OBJECTIVE:
Find every line in the entries below that contains the word "navy", and copy each of those lines out in full.

MATERIAL FOR THIS TASK:
◇ ◇ ◇ ◇ ◇
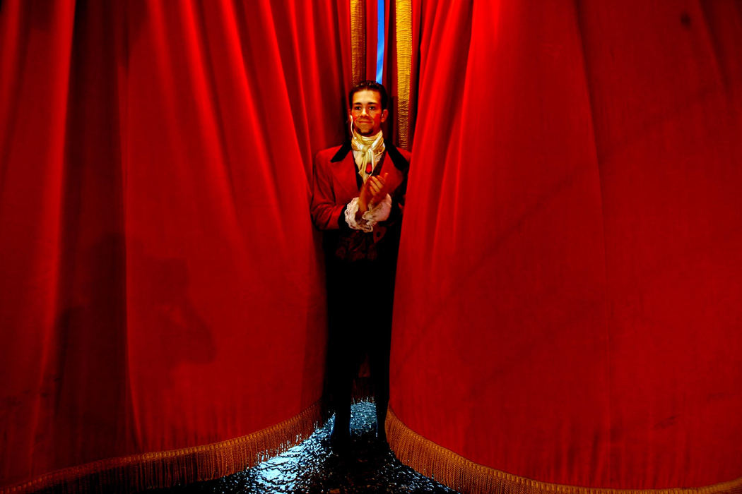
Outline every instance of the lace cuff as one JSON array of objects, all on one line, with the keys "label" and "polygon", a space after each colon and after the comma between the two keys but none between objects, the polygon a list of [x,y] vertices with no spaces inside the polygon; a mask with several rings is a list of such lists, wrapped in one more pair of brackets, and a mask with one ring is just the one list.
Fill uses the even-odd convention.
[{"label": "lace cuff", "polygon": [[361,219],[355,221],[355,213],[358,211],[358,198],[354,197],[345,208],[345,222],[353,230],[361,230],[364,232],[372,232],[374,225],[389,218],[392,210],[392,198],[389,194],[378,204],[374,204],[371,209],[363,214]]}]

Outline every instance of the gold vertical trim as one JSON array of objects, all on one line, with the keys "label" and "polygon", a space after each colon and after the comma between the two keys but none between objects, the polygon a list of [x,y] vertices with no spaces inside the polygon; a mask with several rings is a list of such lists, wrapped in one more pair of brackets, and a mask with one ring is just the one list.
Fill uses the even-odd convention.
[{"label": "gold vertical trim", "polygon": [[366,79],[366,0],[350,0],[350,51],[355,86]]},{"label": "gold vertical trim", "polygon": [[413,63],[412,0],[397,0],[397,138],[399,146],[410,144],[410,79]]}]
◇ ◇ ◇ ◇ ◇
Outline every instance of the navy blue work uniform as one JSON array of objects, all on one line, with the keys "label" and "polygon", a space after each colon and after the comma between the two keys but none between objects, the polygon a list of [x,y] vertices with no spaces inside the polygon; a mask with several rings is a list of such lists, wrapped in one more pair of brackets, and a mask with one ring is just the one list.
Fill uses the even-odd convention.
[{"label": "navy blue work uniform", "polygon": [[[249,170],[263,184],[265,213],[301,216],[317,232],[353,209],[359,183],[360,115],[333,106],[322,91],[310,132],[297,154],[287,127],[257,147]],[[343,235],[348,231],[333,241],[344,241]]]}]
◇ ◇ ◇ ◇ ◇
THE ANSWER:
Outline every instance of the navy blue work uniform as one JSON array of objects, all on one line, with the keys "label" and "polygon", a space after each colon and after the comma between the two keys but none between objects, the polygon a list of [x,y] vertices with no spaces inside the polygon; a mask with several rings is a list of such lists, wrapped in one more pair of brackets, and a mask with one ring is just the one list.
[{"label": "navy blue work uniform", "polygon": [[[249,170],[263,184],[265,213],[301,216],[317,232],[353,209],[359,183],[360,115],[333,106],[322,91],[310,132],[297,154],[287,127],[257,147]],[[343,235],[348,231],[333,241],[344,241]]]}]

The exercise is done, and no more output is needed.